# Dataset entries:
- - - - - - -
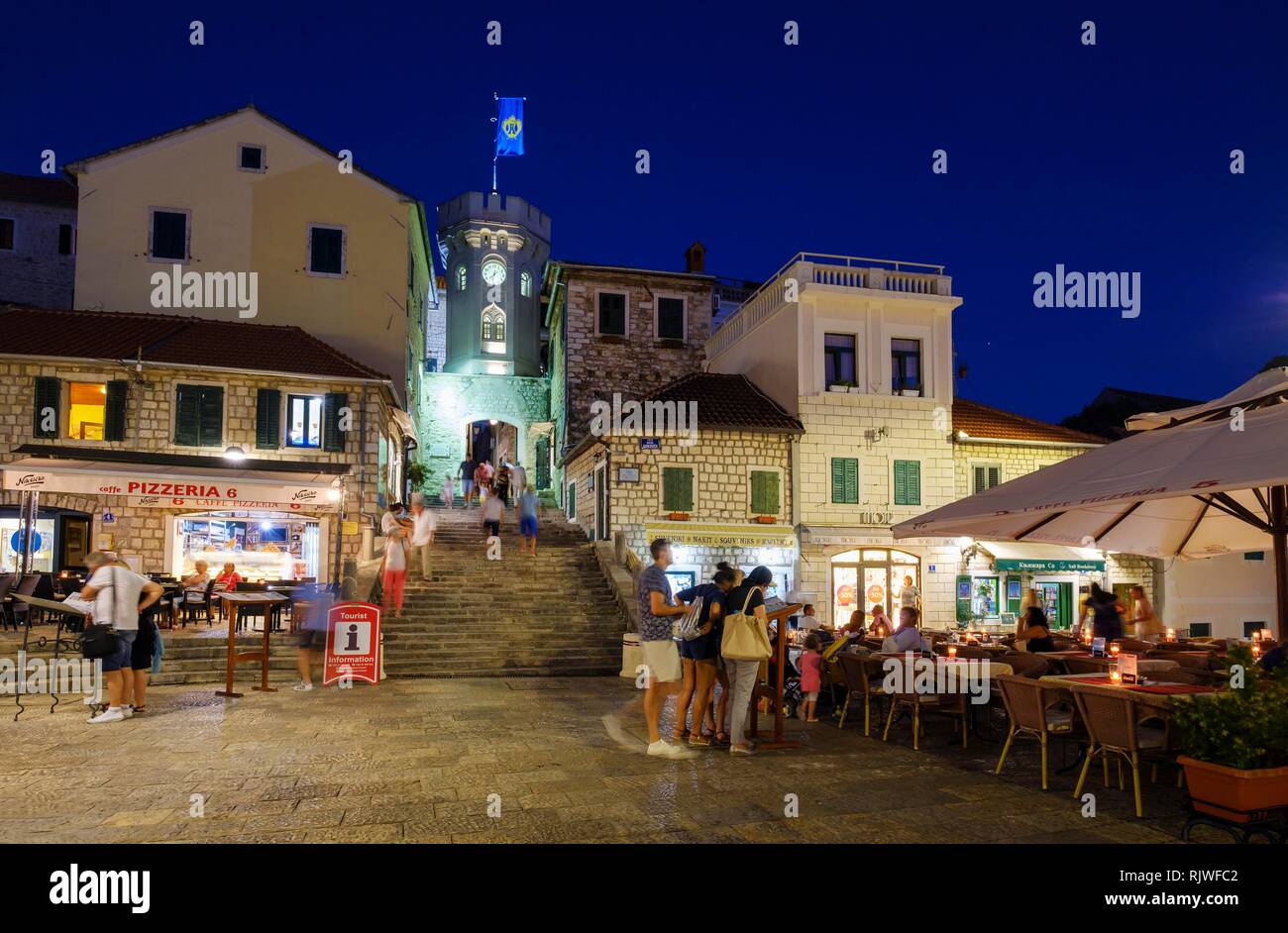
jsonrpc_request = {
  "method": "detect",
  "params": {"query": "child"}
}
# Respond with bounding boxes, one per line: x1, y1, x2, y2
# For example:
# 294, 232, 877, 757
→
800, 632, 823, 722
519, 489, 537, 558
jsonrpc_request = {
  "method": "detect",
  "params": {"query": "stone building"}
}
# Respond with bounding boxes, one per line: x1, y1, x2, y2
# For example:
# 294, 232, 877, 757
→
0, 305, 411, 580
562, 373, 803, 594
0, 171, 76, 308
546, 255, 713, 486
707, 254, 1154, 628
419, 192, 551, 491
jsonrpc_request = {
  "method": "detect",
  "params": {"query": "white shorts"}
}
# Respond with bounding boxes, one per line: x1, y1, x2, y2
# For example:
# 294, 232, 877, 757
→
640, 638, 684, 683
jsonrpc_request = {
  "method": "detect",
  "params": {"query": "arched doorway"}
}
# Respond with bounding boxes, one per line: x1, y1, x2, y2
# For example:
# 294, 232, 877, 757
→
831, 547, 921, 625
465, 418, 519, 467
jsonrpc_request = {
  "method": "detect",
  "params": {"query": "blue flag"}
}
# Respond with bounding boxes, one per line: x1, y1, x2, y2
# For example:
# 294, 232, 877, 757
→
496, 98, 523, 156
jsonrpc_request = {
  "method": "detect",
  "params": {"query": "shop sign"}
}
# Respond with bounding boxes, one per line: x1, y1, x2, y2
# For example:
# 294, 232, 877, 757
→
322, 602, 380, 686
993, 558, 1105, 573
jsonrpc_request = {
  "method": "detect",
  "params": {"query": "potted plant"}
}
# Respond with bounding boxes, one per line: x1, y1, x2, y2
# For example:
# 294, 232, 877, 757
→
1175, 645, 1288, 822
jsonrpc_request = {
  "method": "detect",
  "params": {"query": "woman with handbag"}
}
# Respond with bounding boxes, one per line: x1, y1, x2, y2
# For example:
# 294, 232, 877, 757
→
720, 567, 774, 756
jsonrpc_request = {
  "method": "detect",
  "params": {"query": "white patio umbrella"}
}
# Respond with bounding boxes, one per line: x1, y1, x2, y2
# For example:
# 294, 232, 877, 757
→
894, 369, 1288, 638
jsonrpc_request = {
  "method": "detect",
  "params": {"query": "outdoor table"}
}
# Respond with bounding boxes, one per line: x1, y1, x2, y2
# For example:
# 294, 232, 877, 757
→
215, 590, 286, 697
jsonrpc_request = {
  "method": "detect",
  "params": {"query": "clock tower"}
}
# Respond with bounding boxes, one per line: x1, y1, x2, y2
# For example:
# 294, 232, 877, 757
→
438, 192, 550, 375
- - - - - - -
Convert the listing above into a JSON array of strings, one string per line, and omit blank lines and the picture.

[
  "jsonrpc_request = {",
  "  \"method\": \"detect\",",
  "  \"params\": {\"query\": \"child\"}",
  "}",
  "# Respond with bounding boxes, one per line: x1, y1, x2, y2",
  "# For example:",
  "# 294, 232, 877, 757",
  "→",
  "800, 632, 823, 722",
  "519, 489, 537, 558",
  "jsonrpc_request = {",
  "  \"method\": \"detect\",",
  "  \"params\": {\"query\": \"stone building\"}",
  "}",
  "# Respond with bounding boxes, one per line: x1, y1, x2, y2",
  "# For example:",
  "# 294, 232, 877, 757",
  "→",
  "0, 305, 411, 580",
  "562, 373, 803, 594",
  "0, 171, 76, 308",
  "546, 255, 713, 486",
  "707, 254, 1154, 628",
  "419, 192, 551, 491",
  "jsonrpc_request = {",
  "  \"method\": \"detect\",",
  "  \"params\": {\"query\": \"white shorts\"}",
  "}",
  "# Respond with bounding boxes, one per line: x1, y1, x2, y2",
  "# For example:",
  "# 294, 232, 877, 757",
  "→",
  "640, 638, 684, 683",
  "jsonrpc_request = {",
  "  \"method\": \"detect\",",
  "  \"params\": {\"query\": \"arched doorway\"}",
  "}",
  "# Respond with bounding boxes, one per line: x1, y1, x2, y2",
  "# For example:",
  "# 294, 232, 877, 757",
  "→",
  "831, 547, 921, 625",
  "465, 418, 519, 467",
  "jsonrpc_request = {",
  "  \"method\": \"detect\",",
  "  \"params\": {\"query\": \"blue flag\"}",
  "}",
  "# Respond with bounding boxes, one per line: x1, y1, x2, y2",
  "# For example:",
  "# 294, 232, 877, 757",
  "→",
  "496, 98, 523, 156",
  "jsonrpc_request = {",
  "  \"method\": \"detect\",",
  "  \"params\": {\"query\": \"shop sign\"}",
  "}",
  "# Respond with bounding boxes, one per line: x1, y1, x2, y2",
  "# For example:",
  "# 294, 232, 877, 757",
  "→",
  "322, 602, 380, 686",
  "993, 558, 1105, 573",
  "jsonrpc_request = {",
  "  \"method\": \"detect\",",
  "  \"params\": {\"query\": \"potted plant\"}",
  "}",
  "# Respond with bounding boxes, one per line: x1, y1, x2, y2",
  "# For example:",
  "# 294, 232, 877, 757",
  "→",
  "1175, 645, 1288, 822",
  "jsonrpc_request = {",
  "  \"method\": \"detect\",",
  "  \"params\": {\"query\": \"woman with handbag\"}",
  "}",
  "# Respond with bounding boxes, one per line: x1, y1, x2, y2",
  "# For example:",
  "# 294, 232, 877, 757",
  "→",
  "720, 567, 774, 756",
  "jsonrpc_request = {",
  "  \"method\": \"detect\",",
  "  \"params\": {\"query\": \"white patio umbrella\"}",
  "}",
  "# Respond with bounding boxes, one per line: x1, y1, x2, y2",
  "# For example:",
  "# 294, 232, 877, 757",
  "→",
  "894, 369, 1288, 638",
  "jsonrpc_request = {",
  "  \"method\": \"detect\",",
  "  \"params\": {\"query\": \"outdoor table\"}",
  "}",
  "# Respond with bounding boxes, one per line: x1, y1, x2, y2",
  "# For example:",
  "# 294, 232, 877, 757",
  "→",
  "215, 590, 286, 697",
  "jsonrpc_request = {",
  "  \"method\": \"detect\",",
  "  \"params\": {\"query\": \"clock tower\"}",
  "}",
  "# Respond with bounding boxes, one per line: x1, y1, x2, y2",
  "# For example:",
  "# 294, 232, 877, 757",
  "→",
  "438, 192, 550, 375"
]